- **Record excerpts**:
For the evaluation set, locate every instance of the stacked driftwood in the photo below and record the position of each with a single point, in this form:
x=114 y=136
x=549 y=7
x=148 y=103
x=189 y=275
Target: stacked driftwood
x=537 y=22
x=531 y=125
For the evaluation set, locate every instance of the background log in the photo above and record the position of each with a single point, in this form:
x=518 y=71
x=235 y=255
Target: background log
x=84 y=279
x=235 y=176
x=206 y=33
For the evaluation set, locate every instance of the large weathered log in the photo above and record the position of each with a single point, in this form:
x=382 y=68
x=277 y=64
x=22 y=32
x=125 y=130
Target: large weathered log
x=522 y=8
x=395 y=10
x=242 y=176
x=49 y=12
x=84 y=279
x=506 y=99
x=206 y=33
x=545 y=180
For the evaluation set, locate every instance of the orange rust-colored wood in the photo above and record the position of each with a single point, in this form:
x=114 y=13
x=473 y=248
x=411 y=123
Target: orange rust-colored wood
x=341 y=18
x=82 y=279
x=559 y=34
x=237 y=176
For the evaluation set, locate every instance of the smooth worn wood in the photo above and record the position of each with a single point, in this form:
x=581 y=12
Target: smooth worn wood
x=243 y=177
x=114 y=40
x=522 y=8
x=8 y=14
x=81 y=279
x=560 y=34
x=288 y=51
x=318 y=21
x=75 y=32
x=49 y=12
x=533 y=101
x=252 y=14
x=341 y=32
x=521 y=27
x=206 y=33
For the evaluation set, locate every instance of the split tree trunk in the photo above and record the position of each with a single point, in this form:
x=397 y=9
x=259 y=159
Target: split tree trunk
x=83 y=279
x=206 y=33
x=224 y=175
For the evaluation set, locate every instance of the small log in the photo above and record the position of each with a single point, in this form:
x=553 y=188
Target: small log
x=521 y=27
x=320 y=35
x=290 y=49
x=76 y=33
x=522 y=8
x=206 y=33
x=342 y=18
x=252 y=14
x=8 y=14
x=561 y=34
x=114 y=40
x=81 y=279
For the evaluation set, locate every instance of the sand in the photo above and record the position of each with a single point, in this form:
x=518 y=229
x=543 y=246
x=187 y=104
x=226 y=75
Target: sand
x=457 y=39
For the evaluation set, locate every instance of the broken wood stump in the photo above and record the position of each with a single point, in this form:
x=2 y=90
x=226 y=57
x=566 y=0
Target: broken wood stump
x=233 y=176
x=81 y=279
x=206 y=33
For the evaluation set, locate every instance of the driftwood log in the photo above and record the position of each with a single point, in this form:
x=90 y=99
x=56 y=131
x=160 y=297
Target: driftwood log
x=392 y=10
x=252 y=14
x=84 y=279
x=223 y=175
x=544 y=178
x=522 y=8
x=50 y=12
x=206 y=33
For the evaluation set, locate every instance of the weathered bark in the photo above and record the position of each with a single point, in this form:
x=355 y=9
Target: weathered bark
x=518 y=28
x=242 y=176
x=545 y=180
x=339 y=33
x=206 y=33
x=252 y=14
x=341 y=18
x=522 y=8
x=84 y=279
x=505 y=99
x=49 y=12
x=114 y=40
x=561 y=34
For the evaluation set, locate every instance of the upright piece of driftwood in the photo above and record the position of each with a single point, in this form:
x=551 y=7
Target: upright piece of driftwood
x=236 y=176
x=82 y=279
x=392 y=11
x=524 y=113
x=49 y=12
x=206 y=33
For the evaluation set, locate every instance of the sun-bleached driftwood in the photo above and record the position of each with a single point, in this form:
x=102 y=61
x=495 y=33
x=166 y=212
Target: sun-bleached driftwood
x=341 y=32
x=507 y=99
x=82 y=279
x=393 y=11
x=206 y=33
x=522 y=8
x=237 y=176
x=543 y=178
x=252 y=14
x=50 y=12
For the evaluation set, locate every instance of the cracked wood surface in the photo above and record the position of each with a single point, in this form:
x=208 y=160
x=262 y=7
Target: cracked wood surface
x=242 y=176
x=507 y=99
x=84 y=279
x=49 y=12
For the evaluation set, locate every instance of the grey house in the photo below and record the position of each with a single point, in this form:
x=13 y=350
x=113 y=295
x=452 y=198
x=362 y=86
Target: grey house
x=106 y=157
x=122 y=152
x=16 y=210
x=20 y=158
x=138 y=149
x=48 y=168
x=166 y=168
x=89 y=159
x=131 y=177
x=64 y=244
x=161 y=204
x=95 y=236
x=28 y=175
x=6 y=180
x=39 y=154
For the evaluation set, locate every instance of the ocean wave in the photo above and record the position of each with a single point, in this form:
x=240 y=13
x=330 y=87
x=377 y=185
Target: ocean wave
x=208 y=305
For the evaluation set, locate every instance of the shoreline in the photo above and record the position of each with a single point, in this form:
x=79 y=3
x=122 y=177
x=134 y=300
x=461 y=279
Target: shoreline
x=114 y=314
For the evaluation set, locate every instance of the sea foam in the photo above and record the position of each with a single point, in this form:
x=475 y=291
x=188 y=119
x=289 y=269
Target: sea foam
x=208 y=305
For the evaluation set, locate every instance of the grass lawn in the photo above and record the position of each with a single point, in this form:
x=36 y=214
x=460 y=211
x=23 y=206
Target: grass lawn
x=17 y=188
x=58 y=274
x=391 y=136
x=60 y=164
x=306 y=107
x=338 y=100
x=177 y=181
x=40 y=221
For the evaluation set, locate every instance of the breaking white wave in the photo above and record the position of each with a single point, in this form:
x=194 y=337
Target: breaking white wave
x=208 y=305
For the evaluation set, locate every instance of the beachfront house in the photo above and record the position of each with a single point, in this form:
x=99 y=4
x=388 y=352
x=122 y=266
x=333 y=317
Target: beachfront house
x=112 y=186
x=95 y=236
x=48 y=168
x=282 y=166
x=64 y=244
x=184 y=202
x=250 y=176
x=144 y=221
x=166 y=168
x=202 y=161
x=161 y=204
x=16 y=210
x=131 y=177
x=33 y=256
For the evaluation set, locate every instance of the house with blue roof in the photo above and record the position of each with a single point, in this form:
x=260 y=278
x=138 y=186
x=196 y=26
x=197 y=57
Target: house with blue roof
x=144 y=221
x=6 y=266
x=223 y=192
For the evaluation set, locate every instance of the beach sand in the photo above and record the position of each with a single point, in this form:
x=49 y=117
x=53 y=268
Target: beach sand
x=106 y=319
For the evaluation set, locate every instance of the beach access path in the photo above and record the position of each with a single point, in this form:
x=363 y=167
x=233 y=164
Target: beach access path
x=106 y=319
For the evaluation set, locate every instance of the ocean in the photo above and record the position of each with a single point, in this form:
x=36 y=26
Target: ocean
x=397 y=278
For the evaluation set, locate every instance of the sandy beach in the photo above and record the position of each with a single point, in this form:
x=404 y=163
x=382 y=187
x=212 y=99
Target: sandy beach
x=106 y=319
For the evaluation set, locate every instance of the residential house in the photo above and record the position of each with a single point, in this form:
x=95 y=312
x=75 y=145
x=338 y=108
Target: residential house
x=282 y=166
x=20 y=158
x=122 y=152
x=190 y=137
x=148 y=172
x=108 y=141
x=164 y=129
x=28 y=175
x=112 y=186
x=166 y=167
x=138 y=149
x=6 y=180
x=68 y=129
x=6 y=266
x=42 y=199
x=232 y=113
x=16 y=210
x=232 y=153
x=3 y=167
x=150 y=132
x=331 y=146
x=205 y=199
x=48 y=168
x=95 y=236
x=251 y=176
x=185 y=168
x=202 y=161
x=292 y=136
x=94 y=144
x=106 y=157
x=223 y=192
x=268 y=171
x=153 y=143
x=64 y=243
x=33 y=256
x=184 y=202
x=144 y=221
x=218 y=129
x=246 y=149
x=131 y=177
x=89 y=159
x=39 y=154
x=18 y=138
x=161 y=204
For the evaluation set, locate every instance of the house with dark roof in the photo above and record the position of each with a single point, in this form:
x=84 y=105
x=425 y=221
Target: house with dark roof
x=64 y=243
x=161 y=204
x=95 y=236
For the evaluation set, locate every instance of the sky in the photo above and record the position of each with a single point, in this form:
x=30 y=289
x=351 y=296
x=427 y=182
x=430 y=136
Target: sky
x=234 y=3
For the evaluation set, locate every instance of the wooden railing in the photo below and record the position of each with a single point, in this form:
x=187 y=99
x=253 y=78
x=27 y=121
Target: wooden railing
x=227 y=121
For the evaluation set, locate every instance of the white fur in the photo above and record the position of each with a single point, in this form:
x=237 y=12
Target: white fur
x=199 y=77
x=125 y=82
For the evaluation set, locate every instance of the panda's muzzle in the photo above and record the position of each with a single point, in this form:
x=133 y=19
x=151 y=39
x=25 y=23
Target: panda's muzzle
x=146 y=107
...
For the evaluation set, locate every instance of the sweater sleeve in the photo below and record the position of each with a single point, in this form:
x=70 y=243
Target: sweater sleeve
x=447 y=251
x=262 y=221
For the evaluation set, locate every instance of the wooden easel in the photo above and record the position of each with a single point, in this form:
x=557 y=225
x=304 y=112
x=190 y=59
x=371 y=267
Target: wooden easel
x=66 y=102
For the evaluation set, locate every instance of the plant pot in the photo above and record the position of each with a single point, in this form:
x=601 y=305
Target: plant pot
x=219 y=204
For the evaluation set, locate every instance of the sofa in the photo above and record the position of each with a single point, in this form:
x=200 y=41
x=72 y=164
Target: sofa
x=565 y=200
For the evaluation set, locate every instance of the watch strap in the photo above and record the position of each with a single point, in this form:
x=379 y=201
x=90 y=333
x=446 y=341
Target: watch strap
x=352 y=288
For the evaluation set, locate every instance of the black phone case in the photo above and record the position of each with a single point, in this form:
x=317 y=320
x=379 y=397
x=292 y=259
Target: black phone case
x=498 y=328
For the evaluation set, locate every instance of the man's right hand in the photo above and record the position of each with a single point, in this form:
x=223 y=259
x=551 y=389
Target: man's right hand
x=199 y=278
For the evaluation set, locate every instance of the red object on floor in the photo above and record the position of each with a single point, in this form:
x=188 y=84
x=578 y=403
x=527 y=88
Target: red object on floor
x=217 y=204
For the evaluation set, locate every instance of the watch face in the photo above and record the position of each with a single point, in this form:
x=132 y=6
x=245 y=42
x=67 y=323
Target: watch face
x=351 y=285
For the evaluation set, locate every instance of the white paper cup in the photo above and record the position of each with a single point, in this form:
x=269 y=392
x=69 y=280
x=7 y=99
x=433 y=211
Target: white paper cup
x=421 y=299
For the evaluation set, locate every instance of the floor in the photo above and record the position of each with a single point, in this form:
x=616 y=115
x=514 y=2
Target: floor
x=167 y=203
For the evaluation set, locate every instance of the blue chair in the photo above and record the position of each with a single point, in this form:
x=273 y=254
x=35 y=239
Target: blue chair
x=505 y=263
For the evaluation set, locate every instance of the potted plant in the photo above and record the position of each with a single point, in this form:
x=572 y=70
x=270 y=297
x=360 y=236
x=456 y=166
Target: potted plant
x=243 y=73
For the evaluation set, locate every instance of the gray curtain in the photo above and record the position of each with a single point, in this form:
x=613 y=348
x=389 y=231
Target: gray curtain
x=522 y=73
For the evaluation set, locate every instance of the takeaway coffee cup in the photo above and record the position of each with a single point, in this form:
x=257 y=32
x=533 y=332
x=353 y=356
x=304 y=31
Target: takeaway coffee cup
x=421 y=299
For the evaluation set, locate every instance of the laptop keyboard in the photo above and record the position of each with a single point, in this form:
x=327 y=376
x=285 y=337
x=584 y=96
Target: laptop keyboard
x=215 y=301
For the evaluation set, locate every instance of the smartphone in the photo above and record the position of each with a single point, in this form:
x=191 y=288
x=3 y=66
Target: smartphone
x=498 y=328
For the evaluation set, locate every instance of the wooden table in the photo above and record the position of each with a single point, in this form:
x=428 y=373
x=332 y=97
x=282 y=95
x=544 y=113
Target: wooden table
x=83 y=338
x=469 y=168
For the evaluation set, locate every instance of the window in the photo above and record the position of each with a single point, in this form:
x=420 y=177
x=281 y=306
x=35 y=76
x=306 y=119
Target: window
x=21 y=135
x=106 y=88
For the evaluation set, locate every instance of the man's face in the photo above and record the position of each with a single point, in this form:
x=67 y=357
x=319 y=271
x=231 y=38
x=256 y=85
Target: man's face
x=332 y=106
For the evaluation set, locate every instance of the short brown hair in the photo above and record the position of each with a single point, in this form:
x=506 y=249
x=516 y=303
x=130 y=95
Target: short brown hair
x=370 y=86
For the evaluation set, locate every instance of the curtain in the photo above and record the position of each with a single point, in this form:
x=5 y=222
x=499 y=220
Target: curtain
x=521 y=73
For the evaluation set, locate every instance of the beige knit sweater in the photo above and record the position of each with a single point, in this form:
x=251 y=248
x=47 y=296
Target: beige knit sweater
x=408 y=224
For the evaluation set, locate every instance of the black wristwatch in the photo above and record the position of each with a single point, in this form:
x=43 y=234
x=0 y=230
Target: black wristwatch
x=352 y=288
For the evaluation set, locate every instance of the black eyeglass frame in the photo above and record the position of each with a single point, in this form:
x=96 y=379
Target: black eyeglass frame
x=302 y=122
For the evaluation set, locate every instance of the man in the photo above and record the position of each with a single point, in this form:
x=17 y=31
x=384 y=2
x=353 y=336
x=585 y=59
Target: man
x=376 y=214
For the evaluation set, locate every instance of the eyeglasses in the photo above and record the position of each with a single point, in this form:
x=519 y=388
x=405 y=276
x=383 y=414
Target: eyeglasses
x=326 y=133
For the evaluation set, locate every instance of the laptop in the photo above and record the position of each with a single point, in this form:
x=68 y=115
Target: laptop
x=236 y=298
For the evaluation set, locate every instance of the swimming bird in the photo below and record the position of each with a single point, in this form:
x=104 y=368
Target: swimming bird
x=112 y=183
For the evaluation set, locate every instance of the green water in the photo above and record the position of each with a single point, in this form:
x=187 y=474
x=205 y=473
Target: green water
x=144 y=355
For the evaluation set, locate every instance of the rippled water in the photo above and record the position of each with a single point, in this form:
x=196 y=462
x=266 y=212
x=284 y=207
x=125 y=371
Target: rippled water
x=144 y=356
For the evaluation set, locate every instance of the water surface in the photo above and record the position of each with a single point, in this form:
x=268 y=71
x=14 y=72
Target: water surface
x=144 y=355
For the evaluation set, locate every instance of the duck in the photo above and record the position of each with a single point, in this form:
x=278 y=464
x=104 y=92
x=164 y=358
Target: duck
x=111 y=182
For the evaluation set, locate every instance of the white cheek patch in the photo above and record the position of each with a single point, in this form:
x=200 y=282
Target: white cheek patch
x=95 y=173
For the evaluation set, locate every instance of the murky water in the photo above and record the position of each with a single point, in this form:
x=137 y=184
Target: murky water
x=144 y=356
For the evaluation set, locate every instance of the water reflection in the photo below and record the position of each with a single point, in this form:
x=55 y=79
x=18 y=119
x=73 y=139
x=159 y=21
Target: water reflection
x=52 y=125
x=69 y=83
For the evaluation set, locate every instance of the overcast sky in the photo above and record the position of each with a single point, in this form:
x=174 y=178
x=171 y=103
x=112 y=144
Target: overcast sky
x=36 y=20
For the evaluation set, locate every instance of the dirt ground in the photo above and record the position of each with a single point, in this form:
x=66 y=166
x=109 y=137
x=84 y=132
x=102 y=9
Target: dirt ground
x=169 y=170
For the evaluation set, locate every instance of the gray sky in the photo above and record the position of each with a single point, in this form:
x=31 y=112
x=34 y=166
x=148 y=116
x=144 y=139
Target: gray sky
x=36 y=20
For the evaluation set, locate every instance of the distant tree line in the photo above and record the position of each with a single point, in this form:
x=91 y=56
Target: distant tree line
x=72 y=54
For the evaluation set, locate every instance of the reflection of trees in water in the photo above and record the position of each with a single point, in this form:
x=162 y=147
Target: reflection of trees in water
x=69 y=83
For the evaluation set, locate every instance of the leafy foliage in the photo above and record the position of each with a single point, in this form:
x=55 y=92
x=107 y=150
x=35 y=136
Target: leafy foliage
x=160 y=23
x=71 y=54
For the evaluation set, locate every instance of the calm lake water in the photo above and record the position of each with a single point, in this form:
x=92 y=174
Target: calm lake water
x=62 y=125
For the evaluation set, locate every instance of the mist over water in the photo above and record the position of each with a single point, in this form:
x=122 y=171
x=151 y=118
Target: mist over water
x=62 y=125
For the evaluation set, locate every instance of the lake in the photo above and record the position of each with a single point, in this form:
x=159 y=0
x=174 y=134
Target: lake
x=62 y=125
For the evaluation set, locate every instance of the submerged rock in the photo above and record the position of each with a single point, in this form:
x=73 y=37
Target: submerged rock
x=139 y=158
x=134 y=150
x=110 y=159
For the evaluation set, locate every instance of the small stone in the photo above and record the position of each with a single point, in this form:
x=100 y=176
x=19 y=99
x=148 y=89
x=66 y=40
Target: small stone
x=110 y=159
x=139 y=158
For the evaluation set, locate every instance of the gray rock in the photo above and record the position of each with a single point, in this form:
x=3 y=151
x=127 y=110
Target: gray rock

- **Task**: Please give the part of the items above that opens with the line containing "dark roof in" and closes with the line containing "x=146 y=107", both included, as a numbered list with one line per number and no blank lines.

- **Finished answer**:
1. For the evaluation set, locate every instance of the house with dark roof in the photo above and record the position of each with a single point, in this form:
2. x=84 y=105
3. x=425 y=221
4. Target: house with dark roof
5. x=64 y=243
6. x=161 y=204
7. x=95 y=236
8. For the evaluation set, locate every instance of the sky in the photo above and record the position of each with a single point, in this form:
9. x=30 y=289
10. x=351 y=296
11. x=427 y=182
12. x=430 y=136
13. Target: sky
14. x=234 y=3
15. For the evaluation set, locate every instance of the wooden railing in the photo below and record the position of each with a single point, in this form:
16. x=187 y=99
17. x=253 y=78
18. x=27 y=121
19. Target: wooden railing
20. x=227 y=121
21. For the evaluation set, locate every instance of the white fur in the photo above and record the position of each with a single point, in this form:
22. x=237 y=12
23. Target: white fur
24. x=199 y=77
25. x=125 y=82
26. For the evaluation set, locate every instance of the panda's muzzle in the photo above and record the position of each with a single point, in this form:
27. x=133 y=19
28. x=151 y=39
29. x=25 y=23
30. Target: panda's muzzle
31. x=146 y=107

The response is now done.